### AUFGABENSTELLUNG
Nenne nur die Anzahl der Zeilen in den folgenden Datensätzen, die das Wort „negative“ enthalten.

### EXTRAHIERTE DATEN
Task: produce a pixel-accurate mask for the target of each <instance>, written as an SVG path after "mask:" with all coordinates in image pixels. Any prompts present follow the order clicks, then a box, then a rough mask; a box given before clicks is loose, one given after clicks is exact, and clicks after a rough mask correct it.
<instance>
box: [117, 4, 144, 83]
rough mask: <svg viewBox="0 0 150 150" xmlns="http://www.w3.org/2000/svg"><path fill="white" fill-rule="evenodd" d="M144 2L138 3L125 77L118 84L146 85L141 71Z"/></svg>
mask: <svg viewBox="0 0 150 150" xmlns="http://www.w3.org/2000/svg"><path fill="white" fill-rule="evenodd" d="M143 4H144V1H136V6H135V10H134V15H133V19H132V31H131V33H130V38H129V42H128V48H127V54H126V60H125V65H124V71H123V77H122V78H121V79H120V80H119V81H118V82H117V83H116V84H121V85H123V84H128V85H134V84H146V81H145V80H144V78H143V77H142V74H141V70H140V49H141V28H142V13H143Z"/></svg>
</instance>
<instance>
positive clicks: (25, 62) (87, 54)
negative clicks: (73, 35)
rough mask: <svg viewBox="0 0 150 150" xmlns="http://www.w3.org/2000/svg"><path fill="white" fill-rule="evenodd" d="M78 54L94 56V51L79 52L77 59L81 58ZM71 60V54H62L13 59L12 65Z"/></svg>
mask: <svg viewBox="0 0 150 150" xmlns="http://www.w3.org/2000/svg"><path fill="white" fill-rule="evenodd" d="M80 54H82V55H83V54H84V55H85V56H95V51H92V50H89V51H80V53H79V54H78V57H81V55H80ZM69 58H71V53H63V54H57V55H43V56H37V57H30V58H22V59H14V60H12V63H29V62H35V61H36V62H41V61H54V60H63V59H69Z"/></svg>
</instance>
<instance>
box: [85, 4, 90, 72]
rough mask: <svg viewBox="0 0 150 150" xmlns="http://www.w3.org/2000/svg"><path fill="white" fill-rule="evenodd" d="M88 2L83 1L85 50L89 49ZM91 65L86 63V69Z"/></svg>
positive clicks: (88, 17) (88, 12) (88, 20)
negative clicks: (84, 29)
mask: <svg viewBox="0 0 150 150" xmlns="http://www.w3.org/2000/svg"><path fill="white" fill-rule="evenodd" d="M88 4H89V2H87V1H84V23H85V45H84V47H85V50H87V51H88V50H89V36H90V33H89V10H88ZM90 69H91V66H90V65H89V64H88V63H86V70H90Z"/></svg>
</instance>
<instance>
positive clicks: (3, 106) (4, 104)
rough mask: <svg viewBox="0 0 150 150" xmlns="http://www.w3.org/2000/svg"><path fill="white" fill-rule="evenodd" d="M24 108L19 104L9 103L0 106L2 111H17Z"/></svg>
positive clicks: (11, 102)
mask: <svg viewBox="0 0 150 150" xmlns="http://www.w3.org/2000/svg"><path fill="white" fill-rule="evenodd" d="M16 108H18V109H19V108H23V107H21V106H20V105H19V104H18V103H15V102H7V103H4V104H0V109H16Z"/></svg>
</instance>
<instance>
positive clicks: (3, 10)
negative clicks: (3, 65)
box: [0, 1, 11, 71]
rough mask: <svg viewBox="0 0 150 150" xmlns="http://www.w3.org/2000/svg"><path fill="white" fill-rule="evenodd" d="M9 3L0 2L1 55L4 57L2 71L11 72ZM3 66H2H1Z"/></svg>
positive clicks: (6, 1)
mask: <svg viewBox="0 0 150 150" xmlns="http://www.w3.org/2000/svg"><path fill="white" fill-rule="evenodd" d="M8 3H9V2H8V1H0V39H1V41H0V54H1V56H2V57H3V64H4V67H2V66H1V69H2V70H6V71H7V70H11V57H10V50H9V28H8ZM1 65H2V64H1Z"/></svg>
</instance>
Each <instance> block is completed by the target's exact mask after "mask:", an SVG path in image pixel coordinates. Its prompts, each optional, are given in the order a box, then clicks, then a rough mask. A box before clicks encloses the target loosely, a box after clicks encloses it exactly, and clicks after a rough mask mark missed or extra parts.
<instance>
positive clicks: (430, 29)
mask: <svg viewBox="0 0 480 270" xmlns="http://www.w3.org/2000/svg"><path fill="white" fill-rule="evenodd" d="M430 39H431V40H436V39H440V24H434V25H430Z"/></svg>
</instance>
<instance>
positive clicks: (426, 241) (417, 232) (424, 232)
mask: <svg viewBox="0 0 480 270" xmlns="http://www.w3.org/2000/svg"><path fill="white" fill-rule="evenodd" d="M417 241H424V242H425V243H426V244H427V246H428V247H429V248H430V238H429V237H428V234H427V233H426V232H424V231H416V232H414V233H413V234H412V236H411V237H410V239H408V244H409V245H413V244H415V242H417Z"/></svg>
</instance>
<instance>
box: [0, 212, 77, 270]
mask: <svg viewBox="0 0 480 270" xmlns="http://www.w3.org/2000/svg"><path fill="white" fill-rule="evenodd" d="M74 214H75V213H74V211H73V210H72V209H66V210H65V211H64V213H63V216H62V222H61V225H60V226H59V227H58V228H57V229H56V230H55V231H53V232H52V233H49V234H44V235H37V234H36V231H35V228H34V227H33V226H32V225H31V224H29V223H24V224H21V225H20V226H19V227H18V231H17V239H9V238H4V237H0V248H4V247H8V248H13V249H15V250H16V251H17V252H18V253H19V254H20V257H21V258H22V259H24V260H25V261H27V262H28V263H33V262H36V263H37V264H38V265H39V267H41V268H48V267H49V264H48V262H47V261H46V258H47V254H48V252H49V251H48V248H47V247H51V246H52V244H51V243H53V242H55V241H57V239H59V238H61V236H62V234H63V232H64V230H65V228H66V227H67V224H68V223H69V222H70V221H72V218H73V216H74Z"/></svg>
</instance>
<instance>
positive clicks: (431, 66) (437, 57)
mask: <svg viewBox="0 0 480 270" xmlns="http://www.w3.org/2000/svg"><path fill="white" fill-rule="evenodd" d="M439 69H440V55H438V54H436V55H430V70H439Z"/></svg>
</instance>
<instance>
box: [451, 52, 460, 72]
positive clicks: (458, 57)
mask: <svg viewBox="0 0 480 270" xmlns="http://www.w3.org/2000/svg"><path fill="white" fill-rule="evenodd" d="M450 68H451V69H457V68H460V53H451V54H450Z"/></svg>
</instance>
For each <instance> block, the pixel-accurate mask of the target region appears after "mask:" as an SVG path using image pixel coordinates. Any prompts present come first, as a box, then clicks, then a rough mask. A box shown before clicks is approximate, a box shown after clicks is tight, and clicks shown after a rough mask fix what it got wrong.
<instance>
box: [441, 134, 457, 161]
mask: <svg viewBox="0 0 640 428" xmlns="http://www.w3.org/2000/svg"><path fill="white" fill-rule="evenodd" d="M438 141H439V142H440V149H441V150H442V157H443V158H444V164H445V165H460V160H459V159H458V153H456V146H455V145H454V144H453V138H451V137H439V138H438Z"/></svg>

* * *

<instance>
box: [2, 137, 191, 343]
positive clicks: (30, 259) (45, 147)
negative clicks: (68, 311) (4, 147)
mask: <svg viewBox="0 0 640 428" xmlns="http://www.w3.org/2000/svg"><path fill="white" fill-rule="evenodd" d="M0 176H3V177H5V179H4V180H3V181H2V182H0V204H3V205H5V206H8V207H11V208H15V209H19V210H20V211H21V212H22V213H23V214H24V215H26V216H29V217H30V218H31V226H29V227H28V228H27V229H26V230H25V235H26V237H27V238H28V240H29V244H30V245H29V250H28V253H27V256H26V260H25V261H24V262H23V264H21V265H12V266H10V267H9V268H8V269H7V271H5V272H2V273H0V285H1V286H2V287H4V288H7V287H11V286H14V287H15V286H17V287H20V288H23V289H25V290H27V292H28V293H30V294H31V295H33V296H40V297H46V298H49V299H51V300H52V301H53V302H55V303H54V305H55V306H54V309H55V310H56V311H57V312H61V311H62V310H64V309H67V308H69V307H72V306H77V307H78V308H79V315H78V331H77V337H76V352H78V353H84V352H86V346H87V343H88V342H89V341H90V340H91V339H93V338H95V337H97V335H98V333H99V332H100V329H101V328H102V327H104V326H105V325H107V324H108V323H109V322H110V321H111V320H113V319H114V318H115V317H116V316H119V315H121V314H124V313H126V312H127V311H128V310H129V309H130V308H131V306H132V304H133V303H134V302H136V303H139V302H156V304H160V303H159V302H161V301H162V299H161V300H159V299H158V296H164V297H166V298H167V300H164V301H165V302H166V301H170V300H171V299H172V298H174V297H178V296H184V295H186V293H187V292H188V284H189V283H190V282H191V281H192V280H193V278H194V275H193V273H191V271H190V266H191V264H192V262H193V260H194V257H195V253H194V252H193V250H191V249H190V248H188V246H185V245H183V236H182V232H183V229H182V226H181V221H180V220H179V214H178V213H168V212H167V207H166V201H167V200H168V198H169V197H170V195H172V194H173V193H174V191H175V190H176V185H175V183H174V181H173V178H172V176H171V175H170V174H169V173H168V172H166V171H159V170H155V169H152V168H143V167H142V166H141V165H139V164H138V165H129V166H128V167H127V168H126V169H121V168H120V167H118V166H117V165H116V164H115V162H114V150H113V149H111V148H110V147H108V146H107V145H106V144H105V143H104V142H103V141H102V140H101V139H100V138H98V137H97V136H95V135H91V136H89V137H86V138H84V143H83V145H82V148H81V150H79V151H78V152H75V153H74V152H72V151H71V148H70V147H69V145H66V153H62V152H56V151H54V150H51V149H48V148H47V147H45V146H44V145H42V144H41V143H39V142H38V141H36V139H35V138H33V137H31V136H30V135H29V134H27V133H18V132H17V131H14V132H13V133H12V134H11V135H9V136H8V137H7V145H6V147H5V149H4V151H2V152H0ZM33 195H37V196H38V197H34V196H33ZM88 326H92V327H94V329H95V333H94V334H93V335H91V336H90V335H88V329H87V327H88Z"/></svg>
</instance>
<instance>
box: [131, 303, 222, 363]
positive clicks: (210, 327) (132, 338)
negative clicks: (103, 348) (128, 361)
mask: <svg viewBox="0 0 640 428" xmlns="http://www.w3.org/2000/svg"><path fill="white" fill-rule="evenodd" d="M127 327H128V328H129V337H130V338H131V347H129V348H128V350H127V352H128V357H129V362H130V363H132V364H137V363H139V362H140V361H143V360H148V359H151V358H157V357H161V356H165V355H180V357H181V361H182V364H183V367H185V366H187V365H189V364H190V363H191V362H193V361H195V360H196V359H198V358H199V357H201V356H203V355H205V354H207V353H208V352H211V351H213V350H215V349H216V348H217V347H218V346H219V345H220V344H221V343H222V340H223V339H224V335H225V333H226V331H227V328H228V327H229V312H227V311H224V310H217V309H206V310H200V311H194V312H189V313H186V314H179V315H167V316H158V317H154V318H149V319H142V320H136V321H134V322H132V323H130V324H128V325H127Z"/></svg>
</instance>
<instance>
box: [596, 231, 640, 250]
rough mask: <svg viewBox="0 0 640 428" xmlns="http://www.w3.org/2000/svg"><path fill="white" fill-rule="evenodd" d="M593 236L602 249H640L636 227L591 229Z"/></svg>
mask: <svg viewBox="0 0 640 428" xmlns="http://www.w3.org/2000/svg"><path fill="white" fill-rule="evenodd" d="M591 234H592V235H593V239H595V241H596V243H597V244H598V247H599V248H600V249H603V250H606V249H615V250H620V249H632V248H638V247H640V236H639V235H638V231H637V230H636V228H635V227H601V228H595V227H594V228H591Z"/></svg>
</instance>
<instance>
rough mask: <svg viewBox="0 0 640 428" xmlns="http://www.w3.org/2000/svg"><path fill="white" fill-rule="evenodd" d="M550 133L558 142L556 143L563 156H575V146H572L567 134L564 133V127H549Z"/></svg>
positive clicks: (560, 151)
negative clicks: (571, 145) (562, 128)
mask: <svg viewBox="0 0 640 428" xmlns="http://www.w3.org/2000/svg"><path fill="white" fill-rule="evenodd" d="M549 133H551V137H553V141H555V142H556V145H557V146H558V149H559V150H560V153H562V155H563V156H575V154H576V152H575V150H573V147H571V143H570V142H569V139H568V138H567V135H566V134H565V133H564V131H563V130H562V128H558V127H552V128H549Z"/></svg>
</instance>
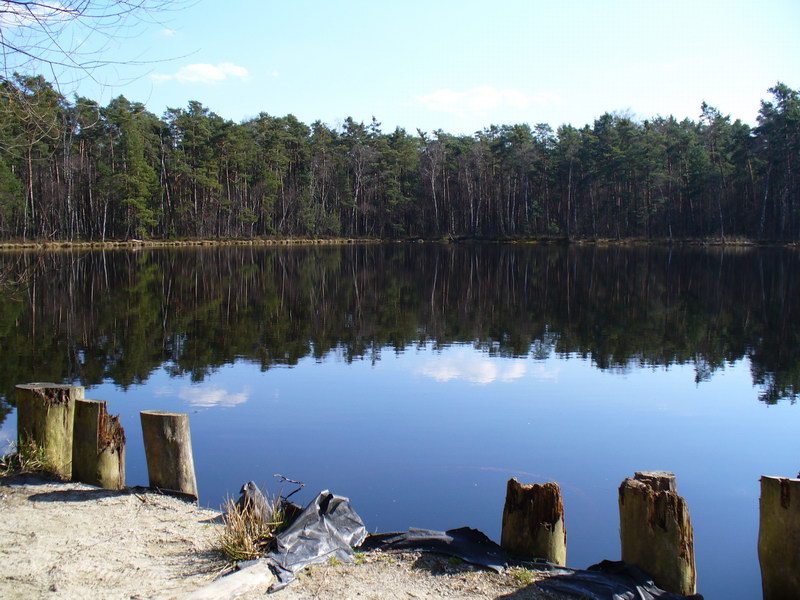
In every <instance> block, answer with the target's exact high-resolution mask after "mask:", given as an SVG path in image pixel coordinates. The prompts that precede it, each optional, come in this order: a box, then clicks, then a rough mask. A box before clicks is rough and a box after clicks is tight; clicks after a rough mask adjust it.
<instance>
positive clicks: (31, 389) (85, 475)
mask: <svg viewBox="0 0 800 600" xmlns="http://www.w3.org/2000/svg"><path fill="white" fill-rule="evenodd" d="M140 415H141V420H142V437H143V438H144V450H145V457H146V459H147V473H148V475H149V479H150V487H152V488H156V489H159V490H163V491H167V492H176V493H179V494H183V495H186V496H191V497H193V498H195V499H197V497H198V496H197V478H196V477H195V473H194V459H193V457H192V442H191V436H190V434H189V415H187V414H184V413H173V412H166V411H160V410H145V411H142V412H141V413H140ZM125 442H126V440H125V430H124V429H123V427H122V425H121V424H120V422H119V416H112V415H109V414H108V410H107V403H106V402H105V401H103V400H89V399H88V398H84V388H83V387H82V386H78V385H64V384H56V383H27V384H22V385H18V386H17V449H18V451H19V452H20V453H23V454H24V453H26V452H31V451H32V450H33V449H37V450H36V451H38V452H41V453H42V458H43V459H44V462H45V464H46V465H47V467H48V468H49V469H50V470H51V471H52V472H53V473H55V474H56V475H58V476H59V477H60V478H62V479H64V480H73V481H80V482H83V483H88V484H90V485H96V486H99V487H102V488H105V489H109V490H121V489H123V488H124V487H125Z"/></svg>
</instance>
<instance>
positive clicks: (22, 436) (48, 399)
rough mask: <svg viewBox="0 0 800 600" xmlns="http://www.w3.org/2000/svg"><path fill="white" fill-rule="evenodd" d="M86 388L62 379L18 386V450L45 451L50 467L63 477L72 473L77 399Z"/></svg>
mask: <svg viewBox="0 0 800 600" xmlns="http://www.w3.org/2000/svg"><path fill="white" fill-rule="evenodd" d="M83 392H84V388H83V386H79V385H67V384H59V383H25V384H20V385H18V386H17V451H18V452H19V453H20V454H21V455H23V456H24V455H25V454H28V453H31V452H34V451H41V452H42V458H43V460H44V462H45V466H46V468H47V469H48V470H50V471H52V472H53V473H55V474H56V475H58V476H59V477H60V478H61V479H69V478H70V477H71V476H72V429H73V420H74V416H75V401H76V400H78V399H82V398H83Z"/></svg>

* * *

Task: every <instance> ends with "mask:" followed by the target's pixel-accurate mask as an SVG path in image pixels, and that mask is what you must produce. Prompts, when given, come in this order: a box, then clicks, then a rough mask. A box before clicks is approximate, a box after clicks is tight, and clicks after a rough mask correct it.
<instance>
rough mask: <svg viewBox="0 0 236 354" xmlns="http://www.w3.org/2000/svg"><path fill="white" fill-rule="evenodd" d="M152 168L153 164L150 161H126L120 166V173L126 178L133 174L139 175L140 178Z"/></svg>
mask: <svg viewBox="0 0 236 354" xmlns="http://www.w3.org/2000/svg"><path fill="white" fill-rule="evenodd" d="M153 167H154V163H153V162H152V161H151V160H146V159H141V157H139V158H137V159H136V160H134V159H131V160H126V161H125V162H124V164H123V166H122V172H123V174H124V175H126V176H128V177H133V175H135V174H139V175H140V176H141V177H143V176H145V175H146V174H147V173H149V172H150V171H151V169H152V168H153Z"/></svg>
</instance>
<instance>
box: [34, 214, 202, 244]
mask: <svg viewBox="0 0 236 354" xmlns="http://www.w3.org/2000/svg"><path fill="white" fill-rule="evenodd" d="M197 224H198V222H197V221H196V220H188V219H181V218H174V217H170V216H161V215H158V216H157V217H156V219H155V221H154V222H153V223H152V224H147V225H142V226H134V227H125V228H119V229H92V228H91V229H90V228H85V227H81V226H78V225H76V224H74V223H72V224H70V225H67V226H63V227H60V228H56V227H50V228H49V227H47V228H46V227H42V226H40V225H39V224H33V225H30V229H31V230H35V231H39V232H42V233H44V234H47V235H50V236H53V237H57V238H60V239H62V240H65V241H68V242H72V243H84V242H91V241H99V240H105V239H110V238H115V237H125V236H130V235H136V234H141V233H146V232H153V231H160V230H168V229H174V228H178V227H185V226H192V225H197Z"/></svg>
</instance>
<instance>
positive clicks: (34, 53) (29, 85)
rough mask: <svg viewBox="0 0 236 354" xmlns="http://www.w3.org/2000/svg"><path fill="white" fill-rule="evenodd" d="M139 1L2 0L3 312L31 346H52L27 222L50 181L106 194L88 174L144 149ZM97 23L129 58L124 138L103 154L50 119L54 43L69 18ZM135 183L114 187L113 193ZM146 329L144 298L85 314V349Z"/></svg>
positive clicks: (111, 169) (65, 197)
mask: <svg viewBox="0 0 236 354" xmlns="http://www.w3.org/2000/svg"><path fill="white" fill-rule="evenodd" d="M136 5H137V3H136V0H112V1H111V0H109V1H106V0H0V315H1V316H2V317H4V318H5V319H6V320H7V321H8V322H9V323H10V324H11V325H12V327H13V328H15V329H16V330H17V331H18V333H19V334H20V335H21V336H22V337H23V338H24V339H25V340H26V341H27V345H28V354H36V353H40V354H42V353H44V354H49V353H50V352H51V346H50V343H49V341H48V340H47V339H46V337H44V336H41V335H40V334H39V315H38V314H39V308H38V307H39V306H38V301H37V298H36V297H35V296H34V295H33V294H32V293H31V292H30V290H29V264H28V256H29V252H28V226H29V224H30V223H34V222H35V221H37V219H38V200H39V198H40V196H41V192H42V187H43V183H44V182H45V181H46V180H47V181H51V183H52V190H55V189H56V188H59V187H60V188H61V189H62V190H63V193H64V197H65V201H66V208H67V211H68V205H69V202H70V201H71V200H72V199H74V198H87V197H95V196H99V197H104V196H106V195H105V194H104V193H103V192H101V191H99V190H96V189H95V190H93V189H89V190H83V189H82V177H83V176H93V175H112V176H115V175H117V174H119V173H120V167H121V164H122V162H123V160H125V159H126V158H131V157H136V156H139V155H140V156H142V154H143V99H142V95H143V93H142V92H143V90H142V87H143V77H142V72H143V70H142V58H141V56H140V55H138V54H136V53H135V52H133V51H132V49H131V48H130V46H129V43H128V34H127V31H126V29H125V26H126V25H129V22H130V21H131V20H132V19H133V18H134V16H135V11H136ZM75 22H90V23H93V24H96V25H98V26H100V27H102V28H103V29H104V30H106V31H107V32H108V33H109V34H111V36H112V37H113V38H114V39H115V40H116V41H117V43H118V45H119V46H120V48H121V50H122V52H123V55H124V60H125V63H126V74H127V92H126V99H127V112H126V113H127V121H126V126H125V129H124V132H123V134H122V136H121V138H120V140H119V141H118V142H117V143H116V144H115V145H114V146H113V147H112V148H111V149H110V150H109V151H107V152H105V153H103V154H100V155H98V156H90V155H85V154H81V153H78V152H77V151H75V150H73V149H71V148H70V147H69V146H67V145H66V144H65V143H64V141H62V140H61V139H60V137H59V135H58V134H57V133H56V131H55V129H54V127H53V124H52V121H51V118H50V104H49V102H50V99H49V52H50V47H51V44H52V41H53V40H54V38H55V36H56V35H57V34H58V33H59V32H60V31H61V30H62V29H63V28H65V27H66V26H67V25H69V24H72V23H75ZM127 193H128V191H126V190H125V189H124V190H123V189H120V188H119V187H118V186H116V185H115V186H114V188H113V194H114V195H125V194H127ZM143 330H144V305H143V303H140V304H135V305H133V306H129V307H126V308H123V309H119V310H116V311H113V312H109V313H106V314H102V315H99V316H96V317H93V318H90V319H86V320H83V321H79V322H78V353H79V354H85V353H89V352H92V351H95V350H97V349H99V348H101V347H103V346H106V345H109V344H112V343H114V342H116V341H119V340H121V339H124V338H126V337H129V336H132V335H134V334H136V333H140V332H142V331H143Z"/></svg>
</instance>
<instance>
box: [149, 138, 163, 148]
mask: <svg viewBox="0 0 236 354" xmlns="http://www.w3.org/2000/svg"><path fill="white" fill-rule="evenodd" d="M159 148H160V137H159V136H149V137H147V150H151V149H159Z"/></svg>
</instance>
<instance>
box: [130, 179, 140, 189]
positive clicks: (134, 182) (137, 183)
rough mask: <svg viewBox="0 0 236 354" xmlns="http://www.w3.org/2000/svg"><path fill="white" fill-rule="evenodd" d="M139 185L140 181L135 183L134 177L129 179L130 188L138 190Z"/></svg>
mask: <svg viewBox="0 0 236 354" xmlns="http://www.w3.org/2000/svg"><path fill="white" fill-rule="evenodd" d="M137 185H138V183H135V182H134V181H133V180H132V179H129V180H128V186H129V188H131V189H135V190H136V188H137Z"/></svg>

### ERGEBNIS DER ÜBUNG
6